## DATA FOR ANALYSIS
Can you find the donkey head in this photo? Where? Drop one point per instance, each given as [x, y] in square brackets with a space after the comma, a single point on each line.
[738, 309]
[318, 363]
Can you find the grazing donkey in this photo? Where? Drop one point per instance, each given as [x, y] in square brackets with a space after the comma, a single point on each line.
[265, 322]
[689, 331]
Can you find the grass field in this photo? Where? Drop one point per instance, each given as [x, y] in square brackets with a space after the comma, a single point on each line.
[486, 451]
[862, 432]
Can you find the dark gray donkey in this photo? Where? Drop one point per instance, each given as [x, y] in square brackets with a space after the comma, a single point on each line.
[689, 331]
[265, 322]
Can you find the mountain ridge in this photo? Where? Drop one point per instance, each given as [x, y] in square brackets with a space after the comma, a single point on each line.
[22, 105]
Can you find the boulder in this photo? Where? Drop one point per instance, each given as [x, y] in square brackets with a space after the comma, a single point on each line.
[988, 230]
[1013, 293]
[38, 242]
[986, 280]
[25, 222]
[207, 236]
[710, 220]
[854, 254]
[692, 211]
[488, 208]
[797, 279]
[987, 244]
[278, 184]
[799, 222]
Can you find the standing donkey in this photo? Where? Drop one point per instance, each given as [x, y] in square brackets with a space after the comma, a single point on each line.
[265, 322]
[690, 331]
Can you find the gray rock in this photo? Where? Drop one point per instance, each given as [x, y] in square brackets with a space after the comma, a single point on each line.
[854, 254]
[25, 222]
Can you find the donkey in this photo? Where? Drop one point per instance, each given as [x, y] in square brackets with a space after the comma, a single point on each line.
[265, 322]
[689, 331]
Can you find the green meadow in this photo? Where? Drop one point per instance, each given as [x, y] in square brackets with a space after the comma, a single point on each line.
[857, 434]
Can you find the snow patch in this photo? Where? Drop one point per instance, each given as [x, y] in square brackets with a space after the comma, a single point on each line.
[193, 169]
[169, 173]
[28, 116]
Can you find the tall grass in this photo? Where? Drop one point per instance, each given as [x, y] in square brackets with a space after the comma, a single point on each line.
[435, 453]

## EXERCISE OBJECTIVE
The reply should consist of the records, reproduced exactly.

## EXERCISE OUTPUT
Can you find the donkey head in this photo? Where? Drop one point per instance, each given as [x, y] in square brackets with a space after the comma, a single point on each line.
[738, 309]
[318, 363]
Can you find the grazing donkey in this photo? Where? Drop one point per instance, each given as [x, y] in square brackets with a space after the comma, a single point on each line.
[265, 322]
[689, 331]
Can you find the grass field in this photo? Where? Drop one point per instance, each given as [x, y] in square brackets with a space after the comma, a single point on each line.
[486, 451]
[862, 432]
Can you find the dark gray donkey in this photo? Where? Drop one point per instance, each given as [x, y] in square brackets with a space after the comma, a single point on each line.
[689, 331]
[265, 322]
Can you find the mountain ridge in this photo? Where? Drop one point per instance, each given as [x, y] in square brackets with a space after the comma, a single point on each line.
[22, 105]
Can you find the boulder in this photo? Where? Drop one point per instance, each given as [x, y] in square brackets with a space after the comma, a single point on each line.
[988, 230]
[1013, 293]
[38, 242]
[986, 280]
[25, 222]
[207, 236]
[710, 220]
[854, 254]
[692, 211]
[488, 208]
[797, 279]
[987, 244]
[278, 184]
[799, 222]
Can you find the standing donkey in this photo? Where? Drop one point per instance, each given as [x, y] in square brackets with a space after the comma, a single point on each line.
[265, 322]
[690, 331]
Can you find the gray rock in this photo? Where? Drop one point per instance, each given as [x, y] in square brackets with a space after the comma, a single point on each line.
[854, 254]
[25, 222]
Can you find the donkey in this photo? Where? Drop one point per instance, each given as [x, y] in square brackets with a space after the comma, a single point on each line.
[265, 322]
[689, 331]
Can you find the green meadow in this photo? Where? Drop one point per instance, each given as [x, y] in square brackets with a space after the comma, a single point on each line.
[857, 434]
Can you find the snow patch in this photo? Where? Drop one point per instance, each given as [x, y] in square brackets with a space after the comma, a single point on each line.
[193, 169]
[169, 173]
[28, 116]
Can you find the tall grass in this photo? Where? Drop one point per instance, each given as [x, y] in square brackets with a space after the comma, a single point on each line.
[435, 453]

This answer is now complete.